TASK TO CARRY OUT:
Lines from the one with "Exercise. Mark the leafy" through the end of the listing below should be set down exactly, with no other line included.

__________________________________________________

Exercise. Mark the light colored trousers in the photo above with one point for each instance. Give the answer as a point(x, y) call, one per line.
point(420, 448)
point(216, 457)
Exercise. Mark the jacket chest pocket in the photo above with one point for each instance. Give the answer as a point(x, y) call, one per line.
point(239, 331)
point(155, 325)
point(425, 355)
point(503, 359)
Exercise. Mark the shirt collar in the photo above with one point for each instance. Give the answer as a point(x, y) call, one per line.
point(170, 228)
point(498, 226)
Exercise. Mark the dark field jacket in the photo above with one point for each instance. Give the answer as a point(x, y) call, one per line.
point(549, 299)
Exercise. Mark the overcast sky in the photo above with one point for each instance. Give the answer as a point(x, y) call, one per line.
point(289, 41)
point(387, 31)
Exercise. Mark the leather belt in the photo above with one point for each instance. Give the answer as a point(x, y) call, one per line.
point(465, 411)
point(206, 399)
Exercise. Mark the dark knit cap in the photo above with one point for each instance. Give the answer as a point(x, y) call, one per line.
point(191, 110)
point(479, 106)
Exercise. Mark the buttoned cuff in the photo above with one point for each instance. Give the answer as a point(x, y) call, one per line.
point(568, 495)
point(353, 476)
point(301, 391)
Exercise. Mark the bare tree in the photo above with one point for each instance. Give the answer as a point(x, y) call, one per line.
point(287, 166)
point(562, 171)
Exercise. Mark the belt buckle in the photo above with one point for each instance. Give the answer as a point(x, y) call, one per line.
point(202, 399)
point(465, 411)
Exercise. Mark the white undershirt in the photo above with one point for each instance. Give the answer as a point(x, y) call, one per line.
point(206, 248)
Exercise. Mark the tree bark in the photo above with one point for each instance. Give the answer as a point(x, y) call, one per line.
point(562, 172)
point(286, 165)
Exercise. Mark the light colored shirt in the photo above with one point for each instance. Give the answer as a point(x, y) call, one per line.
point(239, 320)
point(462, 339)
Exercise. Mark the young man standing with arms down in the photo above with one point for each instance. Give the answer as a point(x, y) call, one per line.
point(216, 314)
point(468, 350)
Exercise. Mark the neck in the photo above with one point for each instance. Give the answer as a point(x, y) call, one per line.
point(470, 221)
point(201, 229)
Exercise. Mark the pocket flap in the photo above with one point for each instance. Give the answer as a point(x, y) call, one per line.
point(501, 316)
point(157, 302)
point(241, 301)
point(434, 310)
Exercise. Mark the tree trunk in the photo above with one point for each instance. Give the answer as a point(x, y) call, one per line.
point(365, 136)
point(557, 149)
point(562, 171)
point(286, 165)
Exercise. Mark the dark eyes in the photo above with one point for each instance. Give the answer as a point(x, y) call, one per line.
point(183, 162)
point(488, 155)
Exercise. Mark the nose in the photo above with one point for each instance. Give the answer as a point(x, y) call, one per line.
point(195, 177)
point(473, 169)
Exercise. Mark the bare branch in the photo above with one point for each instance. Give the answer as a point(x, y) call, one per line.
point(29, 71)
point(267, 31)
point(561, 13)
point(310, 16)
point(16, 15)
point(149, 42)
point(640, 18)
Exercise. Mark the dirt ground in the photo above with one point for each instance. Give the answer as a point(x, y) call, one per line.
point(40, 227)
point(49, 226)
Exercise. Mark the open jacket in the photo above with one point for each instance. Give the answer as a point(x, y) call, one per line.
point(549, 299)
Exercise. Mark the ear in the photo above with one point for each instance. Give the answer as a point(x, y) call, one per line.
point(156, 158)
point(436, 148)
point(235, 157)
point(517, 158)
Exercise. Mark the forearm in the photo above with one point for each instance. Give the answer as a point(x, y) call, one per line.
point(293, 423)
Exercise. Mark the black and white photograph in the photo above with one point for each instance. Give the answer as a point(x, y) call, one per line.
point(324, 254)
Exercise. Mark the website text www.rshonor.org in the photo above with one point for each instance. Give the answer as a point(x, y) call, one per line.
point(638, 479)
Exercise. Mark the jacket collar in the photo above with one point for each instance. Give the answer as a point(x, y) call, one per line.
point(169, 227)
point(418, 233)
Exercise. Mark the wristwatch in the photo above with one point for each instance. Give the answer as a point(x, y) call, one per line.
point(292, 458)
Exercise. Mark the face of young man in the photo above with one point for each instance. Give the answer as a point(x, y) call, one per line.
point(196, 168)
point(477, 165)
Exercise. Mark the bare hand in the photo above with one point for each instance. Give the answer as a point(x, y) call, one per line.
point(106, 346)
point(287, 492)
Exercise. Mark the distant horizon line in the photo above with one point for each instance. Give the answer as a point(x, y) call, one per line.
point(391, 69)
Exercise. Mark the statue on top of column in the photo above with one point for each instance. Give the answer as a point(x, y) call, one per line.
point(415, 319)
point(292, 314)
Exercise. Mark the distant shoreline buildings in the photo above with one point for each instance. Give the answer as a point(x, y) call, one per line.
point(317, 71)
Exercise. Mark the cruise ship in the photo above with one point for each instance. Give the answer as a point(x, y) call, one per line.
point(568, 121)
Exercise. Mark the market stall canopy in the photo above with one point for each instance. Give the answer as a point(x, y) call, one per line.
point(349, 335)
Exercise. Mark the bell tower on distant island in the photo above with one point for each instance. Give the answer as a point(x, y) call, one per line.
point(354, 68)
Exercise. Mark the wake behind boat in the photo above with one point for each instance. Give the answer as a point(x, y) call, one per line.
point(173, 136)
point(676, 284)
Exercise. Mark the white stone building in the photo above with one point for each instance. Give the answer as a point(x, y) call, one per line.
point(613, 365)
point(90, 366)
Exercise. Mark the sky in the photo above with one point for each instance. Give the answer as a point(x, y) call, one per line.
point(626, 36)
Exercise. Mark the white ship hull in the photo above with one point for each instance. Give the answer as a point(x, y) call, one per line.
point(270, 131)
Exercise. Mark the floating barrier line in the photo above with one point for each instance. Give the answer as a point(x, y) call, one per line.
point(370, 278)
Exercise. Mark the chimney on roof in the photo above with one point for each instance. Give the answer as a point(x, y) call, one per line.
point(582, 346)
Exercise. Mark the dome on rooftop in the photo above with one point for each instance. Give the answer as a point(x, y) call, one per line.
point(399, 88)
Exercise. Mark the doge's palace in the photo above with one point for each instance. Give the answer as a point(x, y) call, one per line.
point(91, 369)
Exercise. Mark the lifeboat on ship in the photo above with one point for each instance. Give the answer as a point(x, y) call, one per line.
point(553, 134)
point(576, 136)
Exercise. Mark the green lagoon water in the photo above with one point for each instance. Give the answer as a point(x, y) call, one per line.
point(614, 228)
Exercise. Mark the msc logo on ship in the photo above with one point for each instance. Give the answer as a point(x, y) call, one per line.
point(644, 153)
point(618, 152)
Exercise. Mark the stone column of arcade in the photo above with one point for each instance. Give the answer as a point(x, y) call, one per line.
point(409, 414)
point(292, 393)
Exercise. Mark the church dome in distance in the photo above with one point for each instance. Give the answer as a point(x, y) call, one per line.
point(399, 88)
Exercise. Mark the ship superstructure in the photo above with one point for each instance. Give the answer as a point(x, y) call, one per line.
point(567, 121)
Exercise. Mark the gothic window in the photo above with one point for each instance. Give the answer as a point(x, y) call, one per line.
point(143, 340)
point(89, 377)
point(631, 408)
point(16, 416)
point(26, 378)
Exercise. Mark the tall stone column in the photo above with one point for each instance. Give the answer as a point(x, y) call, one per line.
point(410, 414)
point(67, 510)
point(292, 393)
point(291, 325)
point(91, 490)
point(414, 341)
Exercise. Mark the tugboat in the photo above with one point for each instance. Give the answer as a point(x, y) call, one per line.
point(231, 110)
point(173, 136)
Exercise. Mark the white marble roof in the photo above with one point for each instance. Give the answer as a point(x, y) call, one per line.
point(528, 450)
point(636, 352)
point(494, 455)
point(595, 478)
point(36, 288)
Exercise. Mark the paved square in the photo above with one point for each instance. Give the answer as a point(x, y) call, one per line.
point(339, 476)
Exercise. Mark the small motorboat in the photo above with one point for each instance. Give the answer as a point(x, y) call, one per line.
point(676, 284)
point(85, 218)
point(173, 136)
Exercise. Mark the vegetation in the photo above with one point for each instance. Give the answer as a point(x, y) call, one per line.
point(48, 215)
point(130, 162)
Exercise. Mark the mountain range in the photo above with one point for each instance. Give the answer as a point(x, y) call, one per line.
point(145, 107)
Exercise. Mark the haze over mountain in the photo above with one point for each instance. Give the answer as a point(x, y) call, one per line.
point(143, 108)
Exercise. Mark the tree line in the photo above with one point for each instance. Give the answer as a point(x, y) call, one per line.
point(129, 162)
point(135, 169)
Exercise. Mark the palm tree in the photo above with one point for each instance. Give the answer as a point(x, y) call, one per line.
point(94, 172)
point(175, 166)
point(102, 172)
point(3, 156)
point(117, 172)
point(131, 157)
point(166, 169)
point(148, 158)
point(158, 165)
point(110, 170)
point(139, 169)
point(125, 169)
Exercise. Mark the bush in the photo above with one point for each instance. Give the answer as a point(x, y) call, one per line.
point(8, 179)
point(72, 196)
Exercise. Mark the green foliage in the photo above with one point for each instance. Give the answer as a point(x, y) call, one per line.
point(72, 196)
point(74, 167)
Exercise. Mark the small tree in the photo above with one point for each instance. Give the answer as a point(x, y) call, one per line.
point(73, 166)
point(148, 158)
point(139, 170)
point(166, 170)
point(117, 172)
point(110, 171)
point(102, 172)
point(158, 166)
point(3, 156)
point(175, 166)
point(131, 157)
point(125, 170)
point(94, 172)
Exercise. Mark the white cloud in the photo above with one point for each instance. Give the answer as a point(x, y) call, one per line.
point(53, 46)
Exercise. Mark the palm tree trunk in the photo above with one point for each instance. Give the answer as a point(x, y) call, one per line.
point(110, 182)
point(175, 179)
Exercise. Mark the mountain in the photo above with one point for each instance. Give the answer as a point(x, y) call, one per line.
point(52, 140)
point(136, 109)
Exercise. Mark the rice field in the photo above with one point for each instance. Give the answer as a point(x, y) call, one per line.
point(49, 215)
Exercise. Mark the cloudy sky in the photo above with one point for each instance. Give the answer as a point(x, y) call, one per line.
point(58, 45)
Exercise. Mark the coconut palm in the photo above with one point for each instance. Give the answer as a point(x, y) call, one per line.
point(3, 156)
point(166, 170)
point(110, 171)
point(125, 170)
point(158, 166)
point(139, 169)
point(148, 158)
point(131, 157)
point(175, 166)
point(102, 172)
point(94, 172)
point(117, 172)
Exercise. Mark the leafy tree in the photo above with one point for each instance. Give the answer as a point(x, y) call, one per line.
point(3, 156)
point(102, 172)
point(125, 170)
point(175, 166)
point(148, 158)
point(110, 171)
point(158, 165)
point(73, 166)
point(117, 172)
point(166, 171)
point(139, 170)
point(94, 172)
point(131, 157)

__________________________________________________

ANSWER BOX:
Exercise. Mark the leafy tree in the photo above with one point for each instance. Give the answer as a point(x, y) call, one per line.
point(3, 156)
point(102, 172)
point(125, 170)
point(175, 166)
point(148, 158)
point(110, 171)
point(158, 165)
point(73, 166)
point(117, 172)
point(166, 171)
point(139, 170)
point(94, 172)
point(131, 157)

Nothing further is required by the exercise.